§ **Work to complete**
Copy every line of the data exactly, leaving nothing out.

(A run of records)
---

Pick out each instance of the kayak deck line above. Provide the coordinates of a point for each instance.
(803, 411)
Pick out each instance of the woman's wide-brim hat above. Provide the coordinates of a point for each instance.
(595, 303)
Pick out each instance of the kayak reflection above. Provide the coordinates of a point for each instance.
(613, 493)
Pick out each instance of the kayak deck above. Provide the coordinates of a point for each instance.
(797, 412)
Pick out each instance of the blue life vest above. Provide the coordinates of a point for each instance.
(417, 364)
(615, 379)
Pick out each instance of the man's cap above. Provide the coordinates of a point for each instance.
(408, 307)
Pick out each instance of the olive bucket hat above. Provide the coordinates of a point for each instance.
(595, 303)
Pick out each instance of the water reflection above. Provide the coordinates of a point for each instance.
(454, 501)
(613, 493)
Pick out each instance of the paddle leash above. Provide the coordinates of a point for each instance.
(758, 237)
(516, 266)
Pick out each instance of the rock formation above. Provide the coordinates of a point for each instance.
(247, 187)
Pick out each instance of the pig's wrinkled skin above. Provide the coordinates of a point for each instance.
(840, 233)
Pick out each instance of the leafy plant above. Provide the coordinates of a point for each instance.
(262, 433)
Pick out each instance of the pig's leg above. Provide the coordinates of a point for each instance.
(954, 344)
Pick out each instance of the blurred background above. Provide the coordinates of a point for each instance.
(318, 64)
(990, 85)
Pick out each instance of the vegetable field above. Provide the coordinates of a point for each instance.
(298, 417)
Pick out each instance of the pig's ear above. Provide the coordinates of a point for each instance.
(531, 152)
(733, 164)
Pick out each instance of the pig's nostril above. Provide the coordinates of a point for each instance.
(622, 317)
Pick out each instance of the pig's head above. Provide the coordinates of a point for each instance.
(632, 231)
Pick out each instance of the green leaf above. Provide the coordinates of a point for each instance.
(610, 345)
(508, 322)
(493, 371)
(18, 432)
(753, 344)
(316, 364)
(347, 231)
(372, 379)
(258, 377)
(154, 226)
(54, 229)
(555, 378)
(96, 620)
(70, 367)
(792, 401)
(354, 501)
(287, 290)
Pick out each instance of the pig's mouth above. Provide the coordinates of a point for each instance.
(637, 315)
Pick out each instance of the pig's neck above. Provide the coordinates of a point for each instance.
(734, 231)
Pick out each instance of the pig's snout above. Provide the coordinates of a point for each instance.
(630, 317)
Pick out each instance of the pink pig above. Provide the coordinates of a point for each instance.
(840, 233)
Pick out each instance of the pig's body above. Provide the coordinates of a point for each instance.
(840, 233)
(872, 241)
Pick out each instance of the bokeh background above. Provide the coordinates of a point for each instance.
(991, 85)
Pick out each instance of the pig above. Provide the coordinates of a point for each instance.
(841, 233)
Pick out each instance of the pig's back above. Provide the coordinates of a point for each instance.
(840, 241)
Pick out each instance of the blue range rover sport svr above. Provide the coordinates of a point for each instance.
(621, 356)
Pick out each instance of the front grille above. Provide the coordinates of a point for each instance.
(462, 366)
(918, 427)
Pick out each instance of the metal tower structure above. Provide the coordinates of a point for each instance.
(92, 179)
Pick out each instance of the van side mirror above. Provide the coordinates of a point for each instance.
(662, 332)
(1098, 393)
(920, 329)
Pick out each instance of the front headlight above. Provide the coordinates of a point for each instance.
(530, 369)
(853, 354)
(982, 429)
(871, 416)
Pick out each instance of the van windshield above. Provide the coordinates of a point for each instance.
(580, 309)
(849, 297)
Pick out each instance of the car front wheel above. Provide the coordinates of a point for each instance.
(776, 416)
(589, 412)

---

§ **Written solution**
Pick out each instance of the kayak deck line above. Provide the coordinates of a point for each instance.
(803, 411)
Pick out each instance of the woman's wide-brim hat above. Provide the coordinates of a point for each instance.
(595, 303)
Pick out each instance of the kayak reflection above. Provide the coordinates of a point for each instance.
(613, 493)
Pick out each instance of the kayak deck above. Provide the coordinates of a point for each instance.
(797, 412)
Pick out each instance of the blue life vest above. Provide the coordinates of a point for each instance.
(417, 364)
(615, 379)
Pick out each instance of the man's cap above. Provide the coordinates of a point for each instance.
(408, 307)
Pick out each instance of the olive bucket hat above. Provide the coordinates of a point for each instance.
(595, 303)
Pick out each instance of the water reflection above. Provide the coordinates of a point for each instance.
(454, 501)
(613, 493)
Pick out each instance of the paddle leash above. Provide the coordinates of a point for each instance.
(758, 237)
(516, 266)
Pick out each instance of the rock formation above. Provide the coordinates of a point for each instance.
(247, 187)
Pick out each instance of the pig's wrinkled skin above. Provide the coordinates of a point for each instance.
(840, 233)
Pick out each instance of the leafy plant above. Provide the coordinates of a point for each instance.
(262, 433)
Pick out each instance of the pig's leg above. Provide the coordinates of a point for each instance.
(954, 344)
Pick out each instance of the blurred background above. Provide the coordinates of a point for each instance.
(318, 64)
(990, 85)
Pick out each instance of the vegetable field above. Provide the coordinates of a point for each instance.
(298, 417)
Pick out each instance of the pig's ear above. Provide the coordinates of a point for each instance.
(531, 152)
(733, 164)
Pick out each instance of the pig's nostril above. Provide the coordinates of a point for each instance.
(622, 317)
Pick out each instance of the pig's head above. Provide the coordinates of a point for each instance.
(632, 231)
Pick out each instance of the green leaf above. Provide the coordinates of a point for each instance.
(610, 345)
(508, 322)
(493, 371)
(18, 432)
(753, 344)
(316, 364)
(347, 231)
(372, 379)
(258, 377)
(154, 226)
(54, 229)
(555, 378)
(96, 620)
(70, 367)
(792, 401)
(354, 501)
(287, 290)
Pick out each instance of the pig's mouth above. Provide the coordinates of a point for each instance.
(637, 315)
Pick out each instance of the pig's neck above. Provide the coordinates of a point for each instance.
(734, 231)
Pick out each instance of the pig's snout above. Provide the coordinates of a point for each instance.
(630, 317)
Pick out each instance of the pink pig above. Provide the coordinates of a point for each instance.
(840, 233)
Pick out each instance of the pig's body above. Provide the coordinates of a point for each instance.
(840, 233)
(872, 241)
Pick out each instance of the bokeh background above. Provide the coordinates of a point for each instance.
(991, 85)
Pick out each instance of the pig above. Provide the coordinates of a point for each instance.
(841, 233)
Pick out each instance of the pig's back above. Provide the coordinates of a point for each instance.
(840, 241)
Pick out each instance of the blue range rover sport svr above. Provide the coordinates of a point for each instance.
(621, 356)
Pick out each instance of the front grille above. Provide the coordinates of a point for each instance.
(462, 366)
(918, 427)
Pick out each instance of the metal tower structure above. Provide the coordinates of a point for each instance.
(92, 179)
Pick out each instance of the van side mirror above. Provide the coordinates of a point for each instance.
(662, 332)
(1098, 393)
(920, 329)
Pick out each instance of the front headlight above. Provide the coordinates of a point for each instance.
(530, 369)
(853, 354)
(982, 429)
(871, 416)
Pick out each instance of the van windshield above. Provide the coordinates of a point for each instance.
(580, 309)
(849, 297)
Pick out each instance of the car front wheel above. Provide the coordinates of a point for each instance.
(776, 416)
(589, 412)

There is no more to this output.